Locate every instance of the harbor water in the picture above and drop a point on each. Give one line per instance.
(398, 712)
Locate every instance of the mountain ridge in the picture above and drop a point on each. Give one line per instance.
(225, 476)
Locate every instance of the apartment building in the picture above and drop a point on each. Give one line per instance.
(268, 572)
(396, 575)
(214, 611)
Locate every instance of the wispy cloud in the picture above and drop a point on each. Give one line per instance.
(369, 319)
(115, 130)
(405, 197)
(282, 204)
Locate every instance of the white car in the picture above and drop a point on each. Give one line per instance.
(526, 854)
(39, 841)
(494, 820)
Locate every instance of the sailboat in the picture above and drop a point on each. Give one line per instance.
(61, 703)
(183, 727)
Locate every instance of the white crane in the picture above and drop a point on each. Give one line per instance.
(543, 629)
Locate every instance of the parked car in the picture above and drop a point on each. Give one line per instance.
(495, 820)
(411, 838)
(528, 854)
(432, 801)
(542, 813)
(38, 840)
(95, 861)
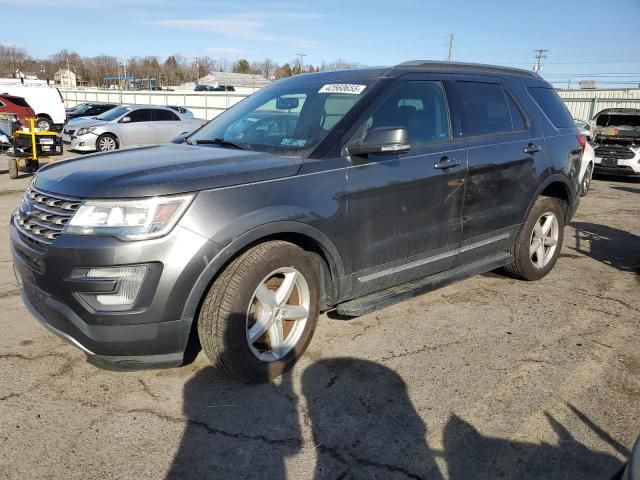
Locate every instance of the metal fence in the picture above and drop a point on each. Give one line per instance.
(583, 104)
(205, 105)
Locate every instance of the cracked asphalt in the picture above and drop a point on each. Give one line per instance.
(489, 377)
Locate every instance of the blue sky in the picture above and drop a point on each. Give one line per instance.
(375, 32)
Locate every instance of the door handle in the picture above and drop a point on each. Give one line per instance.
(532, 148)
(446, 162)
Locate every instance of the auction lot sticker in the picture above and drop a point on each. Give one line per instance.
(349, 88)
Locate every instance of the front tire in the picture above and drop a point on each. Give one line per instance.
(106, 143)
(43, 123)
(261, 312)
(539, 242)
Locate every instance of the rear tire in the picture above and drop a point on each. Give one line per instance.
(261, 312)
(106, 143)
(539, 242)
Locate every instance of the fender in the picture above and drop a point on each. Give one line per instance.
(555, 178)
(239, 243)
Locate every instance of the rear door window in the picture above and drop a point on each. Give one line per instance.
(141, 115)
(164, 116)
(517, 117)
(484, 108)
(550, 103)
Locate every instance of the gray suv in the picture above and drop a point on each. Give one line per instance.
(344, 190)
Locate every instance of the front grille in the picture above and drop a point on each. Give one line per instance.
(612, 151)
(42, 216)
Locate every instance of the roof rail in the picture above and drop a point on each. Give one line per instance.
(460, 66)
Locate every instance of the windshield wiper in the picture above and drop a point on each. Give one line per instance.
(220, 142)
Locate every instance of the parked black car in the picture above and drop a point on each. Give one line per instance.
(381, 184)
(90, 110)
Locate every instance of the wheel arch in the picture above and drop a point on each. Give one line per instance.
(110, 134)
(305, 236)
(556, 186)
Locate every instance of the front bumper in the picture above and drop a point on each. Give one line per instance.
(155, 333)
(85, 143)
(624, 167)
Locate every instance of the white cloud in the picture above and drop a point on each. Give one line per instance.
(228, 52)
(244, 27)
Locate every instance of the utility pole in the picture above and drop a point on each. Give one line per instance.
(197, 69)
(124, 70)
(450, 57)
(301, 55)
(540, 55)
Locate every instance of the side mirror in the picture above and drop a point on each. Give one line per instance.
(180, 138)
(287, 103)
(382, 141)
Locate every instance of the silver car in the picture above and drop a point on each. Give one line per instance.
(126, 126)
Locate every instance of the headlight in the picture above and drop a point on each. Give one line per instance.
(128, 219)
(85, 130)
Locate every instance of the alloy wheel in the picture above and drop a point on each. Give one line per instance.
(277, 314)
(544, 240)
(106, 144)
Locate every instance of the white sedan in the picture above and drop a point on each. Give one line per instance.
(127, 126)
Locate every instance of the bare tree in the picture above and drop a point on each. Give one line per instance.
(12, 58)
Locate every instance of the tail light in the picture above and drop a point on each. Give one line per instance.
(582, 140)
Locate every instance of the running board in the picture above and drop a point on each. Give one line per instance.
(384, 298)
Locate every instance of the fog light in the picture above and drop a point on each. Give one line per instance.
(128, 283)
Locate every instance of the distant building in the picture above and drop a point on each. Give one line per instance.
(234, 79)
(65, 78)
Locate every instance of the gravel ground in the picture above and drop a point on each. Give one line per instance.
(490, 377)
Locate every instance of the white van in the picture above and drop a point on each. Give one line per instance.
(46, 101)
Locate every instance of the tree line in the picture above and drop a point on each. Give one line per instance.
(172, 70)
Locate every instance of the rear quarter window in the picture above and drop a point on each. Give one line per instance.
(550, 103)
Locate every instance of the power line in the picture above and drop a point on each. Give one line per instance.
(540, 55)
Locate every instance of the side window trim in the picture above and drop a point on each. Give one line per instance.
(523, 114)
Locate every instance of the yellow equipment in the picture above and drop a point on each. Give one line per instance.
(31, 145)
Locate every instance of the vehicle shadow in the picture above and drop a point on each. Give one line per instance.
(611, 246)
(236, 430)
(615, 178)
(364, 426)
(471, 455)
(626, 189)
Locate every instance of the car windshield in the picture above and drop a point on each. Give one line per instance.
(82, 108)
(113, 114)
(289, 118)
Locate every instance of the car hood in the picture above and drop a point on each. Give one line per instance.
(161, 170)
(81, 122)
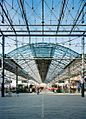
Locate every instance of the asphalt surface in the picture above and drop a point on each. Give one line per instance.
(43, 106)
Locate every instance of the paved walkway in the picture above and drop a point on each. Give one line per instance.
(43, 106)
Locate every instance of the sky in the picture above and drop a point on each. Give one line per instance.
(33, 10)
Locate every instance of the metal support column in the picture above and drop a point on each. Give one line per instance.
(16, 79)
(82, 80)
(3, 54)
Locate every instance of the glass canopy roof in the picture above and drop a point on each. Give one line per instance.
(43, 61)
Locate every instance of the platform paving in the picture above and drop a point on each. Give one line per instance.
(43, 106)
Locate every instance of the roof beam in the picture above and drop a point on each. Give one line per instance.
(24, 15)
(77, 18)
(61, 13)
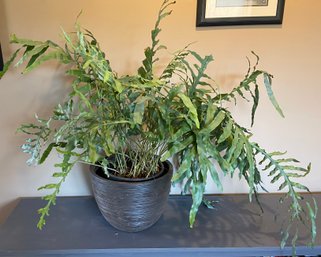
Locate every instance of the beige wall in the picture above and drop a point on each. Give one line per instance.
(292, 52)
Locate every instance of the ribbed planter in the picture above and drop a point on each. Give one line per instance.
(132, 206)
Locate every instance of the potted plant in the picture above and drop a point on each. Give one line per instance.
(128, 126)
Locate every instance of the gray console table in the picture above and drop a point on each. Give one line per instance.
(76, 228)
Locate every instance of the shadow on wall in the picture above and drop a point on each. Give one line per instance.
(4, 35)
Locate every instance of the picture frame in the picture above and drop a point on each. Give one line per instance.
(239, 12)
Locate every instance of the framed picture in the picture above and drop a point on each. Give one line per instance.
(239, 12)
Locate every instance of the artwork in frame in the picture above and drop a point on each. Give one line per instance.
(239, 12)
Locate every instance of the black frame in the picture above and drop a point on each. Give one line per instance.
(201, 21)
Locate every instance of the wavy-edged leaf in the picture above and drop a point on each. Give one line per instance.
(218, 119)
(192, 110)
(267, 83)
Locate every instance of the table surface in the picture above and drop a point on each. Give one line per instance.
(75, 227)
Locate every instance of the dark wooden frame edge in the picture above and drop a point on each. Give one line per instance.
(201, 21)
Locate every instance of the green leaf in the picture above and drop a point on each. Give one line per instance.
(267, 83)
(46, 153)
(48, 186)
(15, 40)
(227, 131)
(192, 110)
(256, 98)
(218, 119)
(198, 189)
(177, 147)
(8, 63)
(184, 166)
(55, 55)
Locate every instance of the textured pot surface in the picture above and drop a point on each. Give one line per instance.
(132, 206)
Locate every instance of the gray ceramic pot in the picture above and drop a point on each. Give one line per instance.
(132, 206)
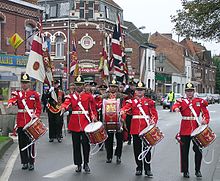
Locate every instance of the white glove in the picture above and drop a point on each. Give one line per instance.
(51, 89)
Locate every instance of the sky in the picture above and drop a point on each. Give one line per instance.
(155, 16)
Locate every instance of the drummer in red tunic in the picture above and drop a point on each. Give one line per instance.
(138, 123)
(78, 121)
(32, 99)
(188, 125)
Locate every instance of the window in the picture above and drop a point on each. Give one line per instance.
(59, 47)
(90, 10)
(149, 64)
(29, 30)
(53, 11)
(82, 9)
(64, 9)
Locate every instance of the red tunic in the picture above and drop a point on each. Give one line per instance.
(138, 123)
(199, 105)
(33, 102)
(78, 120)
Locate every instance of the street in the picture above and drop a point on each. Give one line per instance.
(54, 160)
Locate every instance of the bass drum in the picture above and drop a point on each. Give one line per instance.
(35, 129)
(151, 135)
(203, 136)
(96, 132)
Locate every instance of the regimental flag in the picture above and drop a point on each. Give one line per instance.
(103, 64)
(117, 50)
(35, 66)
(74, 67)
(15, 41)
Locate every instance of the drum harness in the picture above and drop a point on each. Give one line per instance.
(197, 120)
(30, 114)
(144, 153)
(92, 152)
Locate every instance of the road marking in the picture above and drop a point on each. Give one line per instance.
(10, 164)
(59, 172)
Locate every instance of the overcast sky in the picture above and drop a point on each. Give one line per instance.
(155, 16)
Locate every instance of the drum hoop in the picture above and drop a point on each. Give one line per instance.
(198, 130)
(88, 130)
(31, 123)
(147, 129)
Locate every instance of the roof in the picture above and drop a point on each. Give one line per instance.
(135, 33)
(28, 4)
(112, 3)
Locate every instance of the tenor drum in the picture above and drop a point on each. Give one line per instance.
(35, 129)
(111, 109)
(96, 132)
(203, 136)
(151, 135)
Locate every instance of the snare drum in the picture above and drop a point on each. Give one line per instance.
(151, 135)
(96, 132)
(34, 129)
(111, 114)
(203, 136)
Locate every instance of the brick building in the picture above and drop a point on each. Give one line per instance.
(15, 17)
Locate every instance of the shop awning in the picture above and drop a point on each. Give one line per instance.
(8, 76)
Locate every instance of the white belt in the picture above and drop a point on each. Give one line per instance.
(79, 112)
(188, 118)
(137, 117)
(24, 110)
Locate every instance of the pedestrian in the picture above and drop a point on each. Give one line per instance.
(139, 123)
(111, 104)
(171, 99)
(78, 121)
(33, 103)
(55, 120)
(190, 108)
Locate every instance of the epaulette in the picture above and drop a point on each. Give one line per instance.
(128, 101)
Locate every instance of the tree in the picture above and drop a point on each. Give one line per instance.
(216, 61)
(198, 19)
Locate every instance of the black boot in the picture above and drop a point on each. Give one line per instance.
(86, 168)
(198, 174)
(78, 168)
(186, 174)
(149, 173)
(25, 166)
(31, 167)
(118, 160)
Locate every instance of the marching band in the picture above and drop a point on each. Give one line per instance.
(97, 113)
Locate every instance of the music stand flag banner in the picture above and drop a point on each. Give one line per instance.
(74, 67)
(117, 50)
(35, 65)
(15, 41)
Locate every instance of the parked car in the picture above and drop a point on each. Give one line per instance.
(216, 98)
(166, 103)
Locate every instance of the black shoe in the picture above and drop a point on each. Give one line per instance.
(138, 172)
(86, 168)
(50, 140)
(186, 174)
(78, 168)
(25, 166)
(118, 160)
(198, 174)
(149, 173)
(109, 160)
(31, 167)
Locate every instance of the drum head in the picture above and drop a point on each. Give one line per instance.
::::
What is asked.
Please quote nothing but the lines from the line with "Locate every instance of the black boot" through the end of the data above, exactly as written, ends included.

Task result.
Locate every instance of the black boot in the picture above and drop a point on each. Give one line per instance.
(86, 168)
(198, 174)
(78, 168)
(186, 174)
(149, 173)
(25, 166)
(31, 167)
(118, 160)
Locate every instance of the marching band in the picture above and drop a point on each. Give one line per instance.
(97, 113)
Locate every instance of the music stand flag banner in the picture above and drop a point on each. Give one line per instance.
(74, 67)
(117, 50)
(35, 65)
(15, 41)
Locate every instance of the parked car in the picture above and drop a point on each. Give one line per instance.
(216, 98)
(166, 103)
Locate every instance of the black shoe in the picture above and drop a point on each. Give one line per instance.
(138, 172)
(86, 168)
(50, 140)
(186, 174)
(78, 168)
(25, 166)
(118, 160)
(198, 174)
(149, 173)
(109, 160)
(31, 167)
Locate every instance of the drum head in the picture above and drop a point on each. Give one line per instance.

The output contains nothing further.